| What needs to be done |
Pick up the passage on G9A in non-small cell lung cancer after its final sentence and continue writing it.

| Passage provided |
We also examined the expression of G9A in lung cancer using the oncomine database, and found that G9A is upregulated in LUAD regardless of EGFR or KRAS mutation status (Figures 1c and d). Overall, this analysis indicates that G9A is abnormally elevated in LUAD of NSCLC compared with the normal lung tissues.
G9A promotes tumor cell growth and invasion in NSCLC
To investigate the function of G9A in NSCLC cells, we knocked down the level of G9A protein significantly in PC9 and A549 cells by selecting cells stably expressing G9A shRNA (Figure 2a), and found that cell invasion and migration capacities were reduced considerably in these cells (Figures 2c and d).
Conversely, when overexpressing G9A in PC9 and A549 cells stably expressing G9A shRNA (Figure 2b), we observed that cell invasion and migration capacities were enhanced significantly in these cells (Figures 2e and f). In addition, these cells also had a slower cell proliferation rate (Figure 2g). Transient depletion of G9A by siRNA transfection in these cells also showed the similar phenotypes as cells with stable knockdown of G9A (Supplementary Figures S1A–E).
Similarly, colony formation and sphere formation abilities were reduced upon stable G9A knockdown in both PC9 and A549 cells (Figures 2h and i). Furthermore, cell cycle progression was delayed due to the prolonged G1 phase and shortened the G2 and M phases (Figure 2k), but the apoptosis rate was not significantly affected in cells with stable G9A knockdown, demonstrated by the lack of cleavage products of CASP3 and PARP1 proteins (two markers for apoptosis) in WB assays (Figure 2j).
To study whether G9A knockdown affects tumor cell growth in vivo, we carried out xenograft assays in nude mice, and found that tumors derived from cells stably expressing G9A shRNA showed significantly slower growth rates and smaller tumor sizes, compared with those derived from cells expressing the control shRNA (Figure 2l). We also carried out immunohistochemistry analysis, and found that the intensity for cell proliferation marker (Ki67) was considerably reduced in xenograft tumor depleted with G9A (Supplementary Figure S2A), which indicates that G9A knockdown reduced cell proliferation in vivo. Altogether, we conclude that G9A promotes tumor cell growth and invasion in NSCLC cells.
CASP1 expression is repressed by G9A
To study the molecular mechanism of G9A-mediated tumor growth and invasion, first, we aimed to identify target genes of G9A in NSCLC cells, by carrying out gene expression correlation analysis in LUAD using the data downloaded from the cbioPortal website, and found that CASP1 expression is negatively correlated with G9A expression in NSCLC (Figure 3a). In addition, the expression of CASP1 is significantly downregulated in every T stage in LUAD compared with the normal tissue control (Figure 3b). Furthermore, we examined the correlation of G9A and CASP1 expression in different stages of LUAD, and found that they are also significantly negatively correlated in T1 and T2 stages (Figure 3c).

| Supplied records |
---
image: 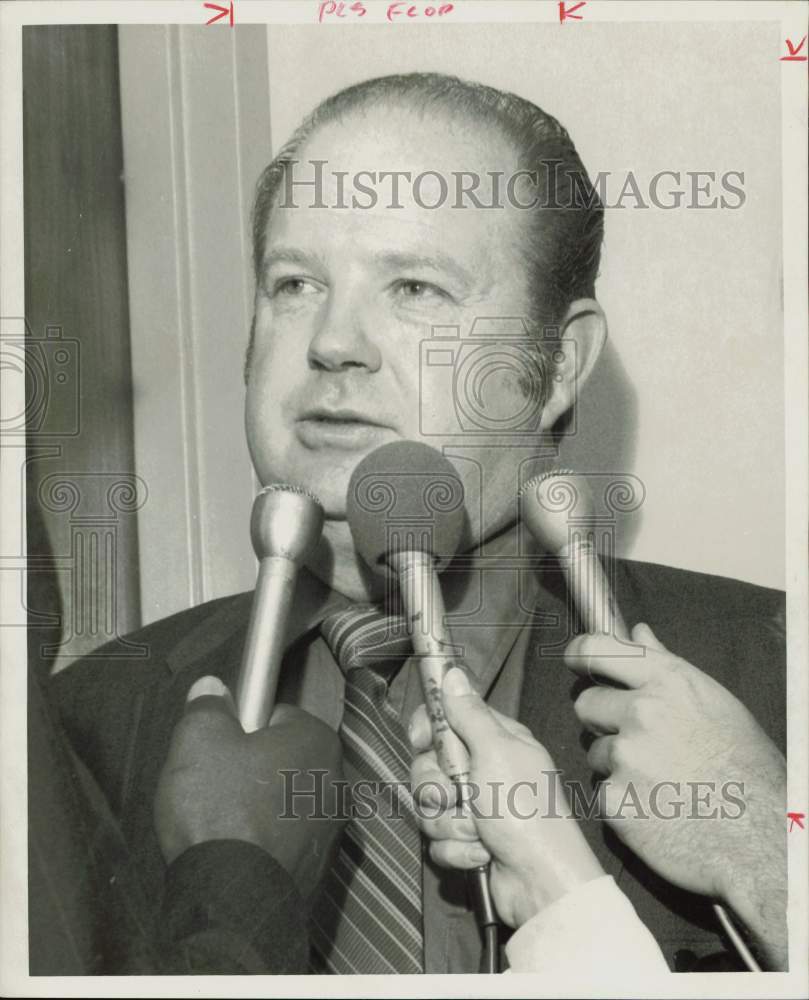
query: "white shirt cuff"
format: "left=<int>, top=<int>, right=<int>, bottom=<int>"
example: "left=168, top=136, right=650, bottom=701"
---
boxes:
left=506, top=875, right=669, bottom=976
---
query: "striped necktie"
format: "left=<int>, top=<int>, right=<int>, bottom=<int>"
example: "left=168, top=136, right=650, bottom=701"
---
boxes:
left=310, top=605, right=424, bottom=975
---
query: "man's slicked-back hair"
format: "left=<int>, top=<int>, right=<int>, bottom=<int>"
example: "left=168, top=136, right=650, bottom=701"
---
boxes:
left=253, top=73, right=604, bottom=326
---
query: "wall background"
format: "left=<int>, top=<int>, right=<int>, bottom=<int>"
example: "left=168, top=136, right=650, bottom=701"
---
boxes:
left=119, top=23, right=784, bottom=621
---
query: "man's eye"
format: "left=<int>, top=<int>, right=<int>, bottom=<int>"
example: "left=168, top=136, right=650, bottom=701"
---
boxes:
left=394, top=278, right=448, bottom=301
left=272, top=278, right=317, bottom=298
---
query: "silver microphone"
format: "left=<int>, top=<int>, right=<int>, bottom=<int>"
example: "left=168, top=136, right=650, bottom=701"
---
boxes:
left=236, top=483, right=323, bottom=733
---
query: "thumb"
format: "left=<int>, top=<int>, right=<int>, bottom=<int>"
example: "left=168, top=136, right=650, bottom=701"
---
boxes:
left=183, top=675, right=242, bottom=729
left=441, top=667, right=502, bottom=753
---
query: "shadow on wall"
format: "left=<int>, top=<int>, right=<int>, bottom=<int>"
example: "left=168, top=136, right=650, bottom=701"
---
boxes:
left=560, top=341, right=645, bottom=555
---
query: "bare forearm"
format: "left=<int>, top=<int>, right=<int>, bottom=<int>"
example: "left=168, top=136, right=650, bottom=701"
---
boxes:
left=724, top=796, right=788, bottom=971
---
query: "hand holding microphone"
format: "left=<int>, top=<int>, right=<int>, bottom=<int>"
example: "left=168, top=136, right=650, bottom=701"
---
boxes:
left=155, top=677, right=342, bottom=899
left=521, top=470, right=787, bottom=969
left=410, top=669, right=604, bottom=928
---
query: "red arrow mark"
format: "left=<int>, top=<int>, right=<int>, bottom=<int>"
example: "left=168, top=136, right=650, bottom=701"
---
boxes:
left=778, top=35, right=809, bottom=62
left=202, top=0, right=233, bottom=28
left=559, top=0, right=587, bottom=24
left=787, top=813, right=806, bottom=833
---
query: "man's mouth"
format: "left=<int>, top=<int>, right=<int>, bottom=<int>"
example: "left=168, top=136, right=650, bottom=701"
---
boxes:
left=295, top=407, right=393, bottom=450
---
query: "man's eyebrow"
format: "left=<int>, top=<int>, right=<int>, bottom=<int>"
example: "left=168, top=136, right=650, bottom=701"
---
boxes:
left=261, top=246, right=323, bottom=271
left=374, top=250, right=475, bottom=288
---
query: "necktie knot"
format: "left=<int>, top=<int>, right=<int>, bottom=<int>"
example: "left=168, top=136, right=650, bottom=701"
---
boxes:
left=320, top=604, right=413, bottom=676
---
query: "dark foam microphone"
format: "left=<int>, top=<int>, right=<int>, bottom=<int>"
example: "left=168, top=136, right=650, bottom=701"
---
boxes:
left=520, top=469, right=629, bottom=639
left=346, top=441, right=497, bottom=972
left=236, top=483, right=323, bottom=733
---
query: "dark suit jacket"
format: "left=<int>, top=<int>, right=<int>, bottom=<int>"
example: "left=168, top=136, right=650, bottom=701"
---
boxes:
left=54, top=560, right=786, bottom=971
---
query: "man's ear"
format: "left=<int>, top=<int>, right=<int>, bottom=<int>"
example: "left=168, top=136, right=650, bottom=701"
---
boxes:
left=541, top=299, right=607, bottom=430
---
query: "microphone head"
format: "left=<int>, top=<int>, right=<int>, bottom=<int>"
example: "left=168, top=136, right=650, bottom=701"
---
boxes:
left=250, top=483, right=323, bottom=564
left=519, top=469, right=593, bottom=552
left=346, top=441, right=466, bottom=574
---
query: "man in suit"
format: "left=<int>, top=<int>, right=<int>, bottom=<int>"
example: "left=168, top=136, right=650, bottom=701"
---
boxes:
left=49, top=74, right=785, bottom=973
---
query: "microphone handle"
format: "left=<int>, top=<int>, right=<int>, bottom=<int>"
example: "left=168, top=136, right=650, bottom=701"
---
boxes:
left=236, top=556, right=298, bottom=733
left=391, top=552, right=498, bottom=956
left=392, top=551, right=469, bottom=784
left=556, top=531, right=629, bottom=639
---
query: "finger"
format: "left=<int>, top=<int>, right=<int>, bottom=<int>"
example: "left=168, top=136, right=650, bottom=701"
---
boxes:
left=587, top=736, right=615, bottom=775
left=573, top=686, right=632, bottom=733
left=416, top=806, right=478, bottom=843
left=408, top=704, right=534, bottom=751
left=565, top=634, right=650, bottom=688
left=183, top=675, right=241, bottom=729
left=430, top=840, right=492, bottom=871
left=410, top=750, right=448, bottom=802
left=632, top=622, right=669, bottom=653
left=486, top=705, right=537, bottom=743
left=267, top=702, right=326, bottom=726
left=441, top=667, right=503, bottom=754
left=407, top=704, right=433, bottom=750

| Written reply |
To study whether G9A represses CASP1 expression in NSCLC cells, we overexpressed G9A in PC9 and A549 cells, and found that CASP1 expression was repressed (Figure 3d). Conversely, depletion of G9A by shRNA reactivated CASP1 expression in these cells, validated by RT-qPCR (Figure 3e), indicating G9A represses CASP1 expression in these cells.
Therefore, our results indicate that G9A suppresses CASP1 gene expression in NSCLC cells, and their expressions are significantly negatively correlated between each other.
CASP1 suppresses G9A-mediated cell invasion and migration
To investigate whether repression of CASP1 expression is necessary for G9A-mediated cell invasion and migration, we transiently overexpressed CASP1 in PC9 and A549 cells (Figure 4a), and found that CASP1 overexpression significantly inhibited tumor cell invasion and migration abilities in these cells (Figures 4c–e). By contrast, when CASP1 was knocked down by siRNA in G9A-depleted tumor cells (Figure 4b), the invasion and migration capabilities of these cells were rescued (Figures 4f–h).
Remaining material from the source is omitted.